* **Task goal**
Keep only the lines that hold the string "pole", filtering out the rest of the entries below.

Saved data entries:
------
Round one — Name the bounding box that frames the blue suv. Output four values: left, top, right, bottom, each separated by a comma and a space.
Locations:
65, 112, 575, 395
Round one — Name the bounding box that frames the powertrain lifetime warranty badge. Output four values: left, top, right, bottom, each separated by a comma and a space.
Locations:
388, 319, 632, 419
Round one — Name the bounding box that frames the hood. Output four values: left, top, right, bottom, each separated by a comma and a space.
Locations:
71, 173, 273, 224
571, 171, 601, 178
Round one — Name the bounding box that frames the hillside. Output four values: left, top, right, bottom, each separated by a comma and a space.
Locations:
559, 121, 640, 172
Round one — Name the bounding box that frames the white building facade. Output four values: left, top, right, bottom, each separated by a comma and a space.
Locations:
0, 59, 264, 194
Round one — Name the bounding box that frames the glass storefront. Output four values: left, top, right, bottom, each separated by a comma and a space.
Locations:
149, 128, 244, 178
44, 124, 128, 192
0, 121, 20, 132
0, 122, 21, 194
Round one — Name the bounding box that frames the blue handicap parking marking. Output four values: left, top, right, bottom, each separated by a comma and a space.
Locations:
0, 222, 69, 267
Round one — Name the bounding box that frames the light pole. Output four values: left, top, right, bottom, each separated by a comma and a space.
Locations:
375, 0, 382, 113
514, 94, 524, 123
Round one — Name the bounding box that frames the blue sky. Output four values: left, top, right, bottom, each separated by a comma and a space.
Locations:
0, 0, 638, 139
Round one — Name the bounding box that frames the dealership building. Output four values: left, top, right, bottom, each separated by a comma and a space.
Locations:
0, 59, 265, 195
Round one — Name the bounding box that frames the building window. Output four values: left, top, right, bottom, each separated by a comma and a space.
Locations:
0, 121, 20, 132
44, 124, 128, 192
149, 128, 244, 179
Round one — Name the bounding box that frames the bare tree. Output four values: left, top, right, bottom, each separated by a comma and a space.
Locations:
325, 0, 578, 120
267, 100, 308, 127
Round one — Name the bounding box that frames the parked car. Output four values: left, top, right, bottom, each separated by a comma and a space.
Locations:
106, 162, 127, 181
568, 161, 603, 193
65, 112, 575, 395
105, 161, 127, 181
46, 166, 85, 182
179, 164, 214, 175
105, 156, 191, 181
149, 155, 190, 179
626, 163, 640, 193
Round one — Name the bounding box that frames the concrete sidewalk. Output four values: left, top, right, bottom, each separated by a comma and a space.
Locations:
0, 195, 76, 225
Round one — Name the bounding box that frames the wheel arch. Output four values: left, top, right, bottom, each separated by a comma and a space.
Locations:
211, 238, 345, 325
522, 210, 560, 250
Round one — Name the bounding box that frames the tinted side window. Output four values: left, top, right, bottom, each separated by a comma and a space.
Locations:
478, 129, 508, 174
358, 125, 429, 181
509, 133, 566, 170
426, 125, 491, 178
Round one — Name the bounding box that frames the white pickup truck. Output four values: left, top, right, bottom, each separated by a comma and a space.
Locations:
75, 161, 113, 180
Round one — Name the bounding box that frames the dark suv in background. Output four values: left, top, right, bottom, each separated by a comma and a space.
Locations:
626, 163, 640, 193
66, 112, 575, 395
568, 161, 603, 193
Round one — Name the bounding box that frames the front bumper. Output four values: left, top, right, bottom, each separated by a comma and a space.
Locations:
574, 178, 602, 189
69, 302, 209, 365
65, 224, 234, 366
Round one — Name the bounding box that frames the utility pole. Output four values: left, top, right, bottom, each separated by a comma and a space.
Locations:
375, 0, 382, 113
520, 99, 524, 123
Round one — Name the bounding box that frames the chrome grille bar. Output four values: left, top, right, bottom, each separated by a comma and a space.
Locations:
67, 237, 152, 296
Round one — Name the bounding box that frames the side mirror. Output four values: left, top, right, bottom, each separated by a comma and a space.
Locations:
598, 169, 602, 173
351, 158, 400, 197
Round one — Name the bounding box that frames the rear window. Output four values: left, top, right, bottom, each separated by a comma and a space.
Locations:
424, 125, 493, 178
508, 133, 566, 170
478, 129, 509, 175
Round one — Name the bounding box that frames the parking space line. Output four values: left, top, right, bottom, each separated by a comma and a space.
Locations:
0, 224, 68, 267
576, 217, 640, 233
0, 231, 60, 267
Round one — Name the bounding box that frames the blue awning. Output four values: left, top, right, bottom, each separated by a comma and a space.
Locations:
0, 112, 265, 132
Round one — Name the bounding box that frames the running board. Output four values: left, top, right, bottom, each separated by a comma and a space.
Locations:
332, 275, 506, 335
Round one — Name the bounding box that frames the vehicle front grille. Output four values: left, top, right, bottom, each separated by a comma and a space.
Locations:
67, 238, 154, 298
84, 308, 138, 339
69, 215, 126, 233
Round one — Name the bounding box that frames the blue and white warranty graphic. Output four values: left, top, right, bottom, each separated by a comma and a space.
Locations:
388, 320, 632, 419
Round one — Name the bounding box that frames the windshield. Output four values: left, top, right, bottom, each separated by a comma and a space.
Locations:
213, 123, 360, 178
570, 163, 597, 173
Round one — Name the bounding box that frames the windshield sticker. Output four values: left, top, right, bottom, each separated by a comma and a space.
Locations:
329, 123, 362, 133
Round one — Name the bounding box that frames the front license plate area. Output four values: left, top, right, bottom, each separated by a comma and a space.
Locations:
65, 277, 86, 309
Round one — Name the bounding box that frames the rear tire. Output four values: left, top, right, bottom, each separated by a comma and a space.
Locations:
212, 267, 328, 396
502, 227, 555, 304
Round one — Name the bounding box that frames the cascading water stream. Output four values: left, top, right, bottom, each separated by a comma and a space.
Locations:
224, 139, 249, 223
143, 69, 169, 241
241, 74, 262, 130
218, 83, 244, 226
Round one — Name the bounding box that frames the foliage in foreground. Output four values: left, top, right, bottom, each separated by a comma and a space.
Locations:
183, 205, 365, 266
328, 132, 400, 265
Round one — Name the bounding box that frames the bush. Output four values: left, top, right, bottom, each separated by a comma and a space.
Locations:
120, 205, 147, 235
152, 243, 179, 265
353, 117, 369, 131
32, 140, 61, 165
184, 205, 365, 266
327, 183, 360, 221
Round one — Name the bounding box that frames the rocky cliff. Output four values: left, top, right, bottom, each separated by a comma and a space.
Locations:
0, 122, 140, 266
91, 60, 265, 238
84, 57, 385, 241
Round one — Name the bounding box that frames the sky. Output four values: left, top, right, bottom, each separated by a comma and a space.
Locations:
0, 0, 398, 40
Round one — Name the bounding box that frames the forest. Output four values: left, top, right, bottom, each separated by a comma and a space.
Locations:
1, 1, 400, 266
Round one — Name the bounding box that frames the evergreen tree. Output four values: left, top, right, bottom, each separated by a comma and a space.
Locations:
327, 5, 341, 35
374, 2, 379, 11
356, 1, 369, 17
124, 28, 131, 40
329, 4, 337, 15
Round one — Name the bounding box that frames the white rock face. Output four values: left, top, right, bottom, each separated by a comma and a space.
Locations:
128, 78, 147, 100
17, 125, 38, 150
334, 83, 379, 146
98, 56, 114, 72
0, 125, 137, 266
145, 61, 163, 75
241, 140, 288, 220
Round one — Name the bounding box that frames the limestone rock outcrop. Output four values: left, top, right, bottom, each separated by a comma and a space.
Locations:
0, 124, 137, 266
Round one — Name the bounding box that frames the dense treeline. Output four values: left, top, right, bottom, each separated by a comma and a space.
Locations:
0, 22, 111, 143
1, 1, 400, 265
------
* **Answer for this exercise**
Round one — Name the bounding box that frames the light pole. Output four values: left, top, right, bottom, each separated by a comma and a space.
Round one — Name the bounding box that frames the utility pole. Output four values: left, top, right, bottom, each separated by a comma and a space.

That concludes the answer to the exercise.